[Records]
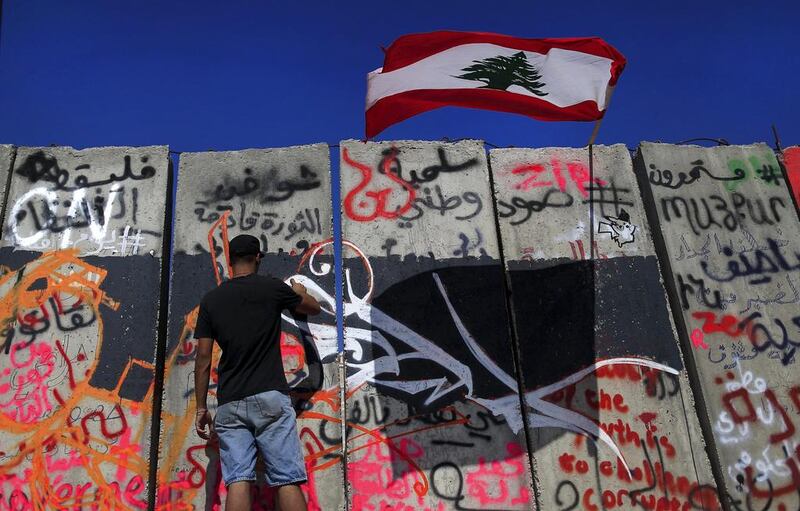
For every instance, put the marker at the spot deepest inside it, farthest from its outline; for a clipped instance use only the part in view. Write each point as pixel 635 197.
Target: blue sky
pixel 233 74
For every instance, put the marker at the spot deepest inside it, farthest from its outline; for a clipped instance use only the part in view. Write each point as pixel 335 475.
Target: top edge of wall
pixel 423 142
pixel 695 146
pixel 89 149
pixel 258 149
pixel 570 148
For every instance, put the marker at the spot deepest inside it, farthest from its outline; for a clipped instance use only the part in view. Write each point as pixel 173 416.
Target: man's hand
pixel 309 306
pixel 202 421
pixel 298 287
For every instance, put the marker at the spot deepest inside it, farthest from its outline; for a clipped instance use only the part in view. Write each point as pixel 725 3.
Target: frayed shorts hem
pixel 281 483
pixel 250 479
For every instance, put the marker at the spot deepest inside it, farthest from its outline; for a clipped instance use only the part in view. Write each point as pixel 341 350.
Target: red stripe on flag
pixel 410 48
pixel 399 107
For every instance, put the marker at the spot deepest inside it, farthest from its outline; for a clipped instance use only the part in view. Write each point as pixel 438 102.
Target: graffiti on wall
pixel 76 400
pixel 731 234
pixel 433 413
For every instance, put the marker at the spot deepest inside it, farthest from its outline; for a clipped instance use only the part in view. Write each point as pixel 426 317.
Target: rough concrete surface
pixel 595 335
pixel 433 415
pixel 791 160
pixel 281 196
pixel 732 239
pixel 79 298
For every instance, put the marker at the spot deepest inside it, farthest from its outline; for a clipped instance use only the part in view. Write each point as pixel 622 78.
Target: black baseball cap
pixel 244 244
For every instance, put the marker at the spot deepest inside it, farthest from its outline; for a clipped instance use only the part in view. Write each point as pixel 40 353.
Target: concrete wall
pixel 595 336
pixel 445 326
pixel 79 300
pixel 791 161
pixel 433 417
pixel 732 241
pixel 283 197
pixel 7 153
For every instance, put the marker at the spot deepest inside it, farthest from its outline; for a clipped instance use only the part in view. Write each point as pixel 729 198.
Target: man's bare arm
pixel 309 306
pixel 202 373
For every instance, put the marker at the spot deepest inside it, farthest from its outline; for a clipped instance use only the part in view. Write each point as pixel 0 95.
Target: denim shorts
pixel 264 423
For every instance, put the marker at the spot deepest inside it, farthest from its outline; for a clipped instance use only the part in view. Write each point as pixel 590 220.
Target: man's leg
pixel 239 497
pixel 280 447
pixel 291 498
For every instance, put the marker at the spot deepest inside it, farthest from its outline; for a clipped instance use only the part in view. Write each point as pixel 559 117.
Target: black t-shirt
pixel 243 314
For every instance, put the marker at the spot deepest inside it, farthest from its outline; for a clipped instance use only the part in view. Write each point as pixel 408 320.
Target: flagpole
pixel 595 131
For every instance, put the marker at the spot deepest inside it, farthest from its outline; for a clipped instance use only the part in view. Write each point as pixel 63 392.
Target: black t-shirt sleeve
pixel 286 297
pixel 204 328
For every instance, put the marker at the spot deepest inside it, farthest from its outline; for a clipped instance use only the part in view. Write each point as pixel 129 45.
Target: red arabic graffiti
pixel 363 205
pixel 578 173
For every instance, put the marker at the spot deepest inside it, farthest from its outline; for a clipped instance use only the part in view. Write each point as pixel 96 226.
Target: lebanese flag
pixel 547 79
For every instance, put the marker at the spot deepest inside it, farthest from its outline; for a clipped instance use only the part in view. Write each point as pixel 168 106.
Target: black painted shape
pixel 477 297
pixel 572 314
pixel 554 316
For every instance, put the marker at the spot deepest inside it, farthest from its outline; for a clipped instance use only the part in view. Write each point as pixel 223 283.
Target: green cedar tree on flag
pixel 547 79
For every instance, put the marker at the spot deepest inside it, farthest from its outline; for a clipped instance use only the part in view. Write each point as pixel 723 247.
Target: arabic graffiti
pixel 390 194
pixel 267 185
pixel 189 472
pixel 735 259
pixel 40 167
pixel 665 177
pixel 66 443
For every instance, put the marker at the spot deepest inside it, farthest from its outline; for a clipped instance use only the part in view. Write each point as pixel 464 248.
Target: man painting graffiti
pixel 254 411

- Your objective -
Reproduce all of the data above line for line, leaving out the pictures.

- Right answer -
For every instance, put the marker at the spot deepest inside it, farthest from its outline; for a clipped instance use only the part in view. Write each point as pixel 635 197.
Target: blue sky
pixel 233 74
For every instance, put the marker at the spot deepest inside it, farthest from its outline; for a clipped instance use only the part in view. Write each point as pixel 335 475.
Target: top edge of wall
pixel 423 142
pixel 695 146
pixel 89 149
pixel 258 149
pixel 570 148
For every instance, put the marker at the spot deepest inside it, farthest from its outline; for a clipped instance use only the part in view. Write each point as pixel 173 416.
Target: man's hand
pixel 309 306
pixel 202 421
pixel 298 287
For every instance, put the marker at the spot deepest inside it, farthest from its outline; for a clipped instance use only the part in view. Write each point as pixel 725 3.
Target: frayed shorts hem
pixel 281 483
pixel 250 479
For every instance, put the marker at the spot deepest inside it, farthest from its outline; for a clipped instance use only the part in view. Write each point as pixel 341 350.
Target: red stripe on flag
pixel 410 48
pixel 399 107
For every instance, put the marker at the spot deepest inside it, farthest from its outline; for a clipped instance use only the part in view. Write each point as pixel 438 102.
Target: graffiti on wall
pixel 76 400
pixel 731 234
pixel 433 413
For every instance, put the marker at the spot deepest inside it, farthest from its outline; for a clipped instance use only the part in view. Write each point as pixel 426 317.
Target: rough concrete surface
pixel 595 335
pixel 433 415
pixel 791 160
pixel 281 196
pixel 732 239
pixel 79 298
For every instance, put the marker at the spot deepest inside it, farthest from its outline; for a clipped instance use only the part in view. Write each point as pixel 622 78.
Target: black baseball cap
pixel 244 244
For every instance, put the marker at the spot deepest inside it, farthest from its outline; for a clipped instance use only the part in view. Write each point as pixel 40 353.
Target: concrete wall
pixel 595 336
pixel 445 326
pixel 79 300
pixel 791 161
pixel 433 417
pixel 732 241
pixel 283 197
pixel 7 153
For every instance, put the marker at the spot deepest inside it, farthest from its outline; for a clipped instance use only the part in view. Write each point as pixel 729 198.
Target: man's bare arm
pixel 309 306
pixel 202 373
For every instance, put the marker at the spot deepest inside it, farthest from its outline; for a clipped instance use only the part in view. Write each point as pixel 0 95.
Target: denim shorts
pixel 264 423
For every instance, put the marker at the spot deepest inside it, farthest from its outline; for a clipped instance use only the part in view. Write each point as pixel 590 220.
Target: man's leg
pixel 239 497
pixel 280 447
pixel 291 498
For every instance, put the marker at the spot deepest inside it, farthest from its outline; for a clipped instance use only the part in view. Write each point as pixel 559 117.
Target: black t-shirt
pixel 243 314
For every instance, put the marker at the spot deepest inside it, farthest from its outline; for a clipped instance use only the part in view. Write each point as pixel 408 320.
Target: flagpole
pixel 595 131
For every instance, put the marker at the spot deepest inside it, farthest from its outline; for a clipped instance use only the part in view. Write each point as pixel 63 392.
Target: black t-shirt sleeve
pixel 286 297
pixel 204 328
For every instance, put the marker at the spot deepest inside it, farthest from its outline; for a clipped instance use only the part in view. Write each point as pixel 129 45.
Target: red arabic graffiti
pixel 363 205
pixel 578 173
For every instance, put the marker at the spot deepest inside it, farthest from its outline; for a clipped instance use only the part in view. Write each point as pixel 96 226.
Target: lebanese flag
pixel 547 79
For every instance, put the marker at the spot deepest inside it, farthest from its outline; for a clipped instance use only the part in view. Write each point as pixel 168 106.
Target: black painted shape
pixel 477 297
pixel 572 314
pixel 554 316
For every instance, put the marker at the spot deepest inside it, farthest from its outline; for a clipped instance use only the part in view. Write each point as pixel 223 283.
Target: green cedar tree on flag
pixel 547 79
For every instance, put the marker at the spot deepest inside it, farthest from its outline; for a clipped instance use only the part in view. Write each point as pixel 723 247.
Target: arabic graffiti
pixel 390 194
pixel 267 185
pixel 189 472
pixel 735 259
pixel 40 167
pixel 665 177
pixel 66 443
For every instance, put the marker at the spot deepest inside it, farthest from its outline; for a clipped instance use only the part in view. Write each point as pixel 464 248.
Target: man painting graffiti
pixel 254 411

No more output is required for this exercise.